> _REQUIRED WORK_
1) According to the transcript about the Mar-a-Lago documents probe, what material from Evan Corcoran does the investigation have?
2) Carry the transcript about the Mar-a-Lago documents probe forward from its final line.

KAITLAN COLLINS, CNN ANCHOR & CHIEF CORRESPONDENT: So essentially, what she is -- what she has found here is that the Justice Department has convinced this judge that former President Trump did use one of his defense attorneys, in furtherance of a crime, or fraud, when it comes to the existence of classified documents, at Mar-a-Lago.

Obviously, this is something we've been talking about, especially ever since last Friday, when the judge ruled that prosecutors had met that crime-fraud exception, when it came to Evan Corcoran.

And if people aren't familiar with what the crime-fraud exception is, it basically means they want Evan Corcoran, to come testify again, before the grand jury, which he's already done. But this time, when he's asked questions, he can't cite attorney-client privilege, for not being able to answer, some of those questions.

And the reason that she agrees with the prosecutors here is significant, is because it basically means the first time that the judge is saying here that it is Trump, who may have committed the crime here, not Trump -- or Corcoran, which had kind of been ambiguous before.

So, it's incredibly significant. It could be significant to what Jack Smith, as Special Counsel, is pursuing here, when it comes to potential obstruction of justice.

What we do know is that as part of this, they do have handwritten notes and audio recordings from Evan Corcoran. That is the defense attorney, who has been handling the documents probe, ever since May, ever since, of course, in August, when the Justice Department and the FBI went in, and had that search warrant, at Mar-a-Lago.

So this is significant, because it zeroes in on Trump. Now, he has not been charged with anything. It remains to be seen how this all ends up. But when it comes to how this is being pursued here, and what could happen, over the next few days, it's incredibly significant here.

BROWN: Yes. Because, like you said, it gives you a window that they have evidence, potentially, about his state of mind, in this. And we don't know exactly what the evidence is, what it says, but it is a significant development.

> _STORED DATA_
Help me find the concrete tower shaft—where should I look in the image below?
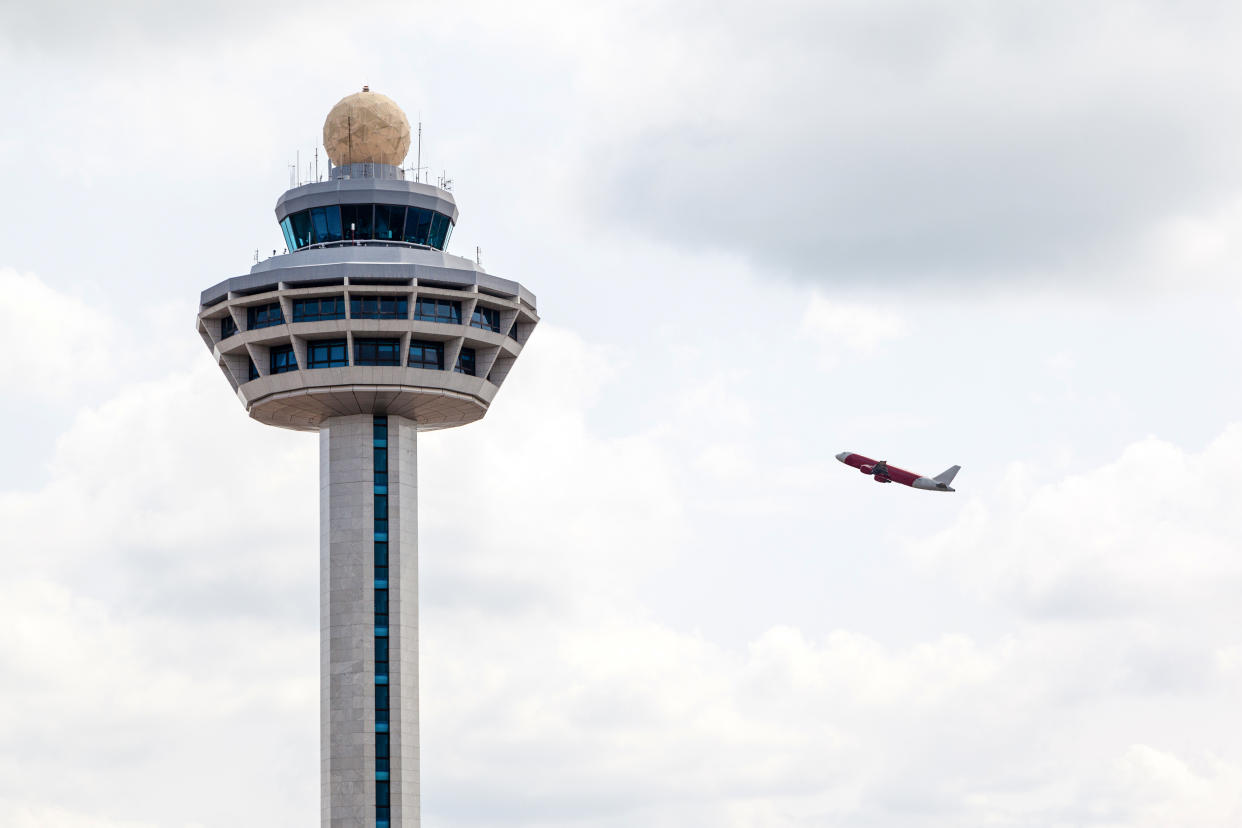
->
[197,92,539,828]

> _ANSWERS TO EACH TASK_
1) Handwritten notes and audio recordings.

2)
COLLINS: Yes, and that it's Trump, and not Evan Corcoran, his defense attorney, here, Trump that may have committed the crime.

BROWN: Exactly.

COLLINS: That is a way -- we wait to see what of course the courts decide here, because we do know also that Evan Corcoran, and Trump's attorneys, are fighting this that he has to go and testify, again. We don't know what the judge is ultimately going to decide.

They took it before the D.C. Circuit Court. It is now up to them, to decide whether or not he does have to go and testify, which would be incredibly significant, if he does that. A monumental ruling, if he has to go before a grand jury, with no attorney-client privilege, to talk about his conversations with Trump.

BROWN: It would be an incredible development. I know you'll be watching it closely.

Kaitlan, thank you. Stick around.

CNN's Evan Perez joins us now.

So Evan, the other big case, is in Fulton County, Georgia, where in the words of Atlanta D.A., Fani Willis, back in January, quote, "Decisions are imminent." Here we are, Evan. That is the case, of course, involving the efforts, to overturn the 2020 election, including this infamous call.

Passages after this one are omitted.